* [EXTRACT TO READ]

Breast mass due to a retained temporary epicardial pacing wi
The present case has been reported in the Journal of Medical Case Reports. Adolescents rarely present with breast lumps, and such lumps are usually due to benign causes. Foreign bodies in the breast are an uncommon finding and could be detected incidentally during imaging or be symptomatic and present as a painful mass.

Sometimes they cause diagnostic dilemmas as they mimic malignancies. According to the authors, this is the second case reported in the literature about an abscess caused by a migrating retained temporary epicardial pacing wire.

A 13-year-old girl was referred with a left breast mass that had been gradually increasing in size for 2 years. The mass was tender but was not associated with skin changes, nipple discharge, or fever. She had a history of rheumatic heart disease and had undergone mitral and tricuspid valve repair more than 2 years ago. Blood work and biochemistry were within normal ranges.

An ultrasound of her left breast showed a large, irregular, complex, heterogeneous mass measuring 4.3 × 2.7 × 3.5 cm at 6 o’clock position with central cystic changes but no significant intrinsic vascular flow. There was significant associated skin and subcutaneous edema. Given the echogenicity of the mass, an infectious cause was considered likely, and malignancy was less likely but could not be excluded.

* [PROBLEM A]
Answer these questions about the case report:
(i) How old was the girl who was referred with the breast mass?
(ii) Which heart valves had she had repaired?
(iii) What were the measurements of the mass on ultrasound?
* [PROBLEM B]
Extract the passage of the case report from "Breast mass due" to "epicardial pacing wire.", copying it word for word.
The items come from a source unrelated to the case report.

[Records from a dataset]
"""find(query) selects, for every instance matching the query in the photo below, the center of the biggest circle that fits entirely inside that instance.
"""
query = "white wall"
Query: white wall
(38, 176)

* [EXERCISE OUTPUT A]
(i) 13 years old
(ii) The mitral and tricuspid valves
(iii) 4.3 × 2.7 × 3.5 cm

* [EXERCISE OUTPUT B]
Breast mass due to a retained temporary epicardial pacing wi
The present case has been reported in the Journal of Medical Case Reports. Adolescents rarely present with breast lumps, and such lumps are usually due to benign causes. Foreign bodies in the breast are an uncommon finding and could be detected incidentally during imaging or be symptomatic and present as a painful mass.

Sometimes they cause diagnostic dilemmas as they mimic malignancies. According to the authors, this is the second case reported in the literature about an abscess caused by a migrating retained temporary epicardial pacing wire.